╭──

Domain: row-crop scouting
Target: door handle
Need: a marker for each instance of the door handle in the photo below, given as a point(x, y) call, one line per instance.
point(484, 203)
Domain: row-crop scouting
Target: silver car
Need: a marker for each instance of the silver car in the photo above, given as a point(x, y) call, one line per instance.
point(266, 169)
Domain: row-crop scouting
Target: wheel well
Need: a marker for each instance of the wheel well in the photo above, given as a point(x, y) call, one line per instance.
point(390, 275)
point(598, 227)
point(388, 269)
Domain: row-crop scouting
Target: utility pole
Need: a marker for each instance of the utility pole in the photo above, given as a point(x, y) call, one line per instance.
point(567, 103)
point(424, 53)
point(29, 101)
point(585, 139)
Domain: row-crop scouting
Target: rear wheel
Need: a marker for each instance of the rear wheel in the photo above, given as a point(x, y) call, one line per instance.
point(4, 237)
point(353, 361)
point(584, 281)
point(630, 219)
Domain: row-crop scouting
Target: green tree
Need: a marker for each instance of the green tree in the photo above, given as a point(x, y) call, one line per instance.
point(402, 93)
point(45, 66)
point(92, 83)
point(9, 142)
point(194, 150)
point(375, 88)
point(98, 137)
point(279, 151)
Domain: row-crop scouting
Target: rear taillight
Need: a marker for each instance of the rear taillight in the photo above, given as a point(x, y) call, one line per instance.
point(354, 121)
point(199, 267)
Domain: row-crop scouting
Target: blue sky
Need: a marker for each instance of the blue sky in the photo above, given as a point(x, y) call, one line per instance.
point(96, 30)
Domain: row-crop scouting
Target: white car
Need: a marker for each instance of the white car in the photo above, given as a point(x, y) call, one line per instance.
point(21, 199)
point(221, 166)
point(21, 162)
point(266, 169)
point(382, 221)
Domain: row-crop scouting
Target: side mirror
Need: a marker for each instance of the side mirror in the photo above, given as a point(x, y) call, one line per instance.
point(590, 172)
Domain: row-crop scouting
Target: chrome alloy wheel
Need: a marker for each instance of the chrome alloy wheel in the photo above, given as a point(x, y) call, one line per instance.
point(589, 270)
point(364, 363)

╰──

WHAT YOU WILL DO:
Convert the records above into a CSV with two columns, instruction and output, and one row per record. Put each record's full text in the first quoted field and its answer in the second, with every line break replaced by a space.

RESPONSE:
instruction,output
"Domain: row-crop scouting Target: door handle Need: a marker for each instance of the door handle in the photo below, given as a point(x, y) call, one line per instance.","point(484, 203)"
"Domain: row-crop scouting Target: silver car Need: a marker for each instance of the silver car in the photo above, given as a point(x, y) call, one line per instance.","point(266, 169)"
"Domain: row-crop scouting Target: wheel well Need: a marker for each instance of the wheel well in the photo above, given as a point(x, y) call, one line per instance.","point(390, 275) point(598, 227) point(388, 269)"
"Domain: row-crop scouting Target: utility pole Need: a marker for each instance of the utility pole in the photo above, given as a point(x, y) call, one line per instance.","point(567, 103) point(424, 53) point(29, 101) point(585, 139)"
"Domain: row-crop scouting Target: rear wheel Need: a marker for each instance of the rear wheel in the photo above, given as a point(x, y) call, one line per instance.","point(4, 237) point(353, 361) point(584, 281) point(630, 219)"
"Domain: row-crop scouting Target: green tree Need: a marker for each instance of the green tree in the photo above, given as a point(x, y) call, one line per instance.","point(402, 93) point(45, 66) point(92, 83) point(9, 142) point(194, 150) point(375, 88) point(98, 137) point(279, 151)"
"Domain: row-crop scouting Target: rear taillight Need: a marker for each instance of the rear taillight in the photo above, given as a point(x, y) call, one line per instance.","point(354, 121) point(199, 267)"
"Domain: row-crop scouting Target: blue sky Need: a marker for each instance of the blue sky in the photo above, given as a point(x, y) call, one line per instance.","point(96, 30)"
"Domain: row-crop scouting Target: white car Need: a marker for each instance of the white car in the photo above, given as a point(x, y) call, one line per instance.","point(21, 199) point(221, 166) point(21, 162) point(266, 169) point(382, 221)"
"Domain: row-crop scouting Target: side mirror Need: a marker for each instance of the side mirror in the photo above, given as a point(x, y) call, one line per instance.","point(590, 172)"
"Domain: row-crop scouting Target: chrome alloy wheel Need: a marker for each instance of the chrome alloy wheel in the photo above, given as a point(x, y) call, one line per instance.","point(589, 270) point(364, 363)"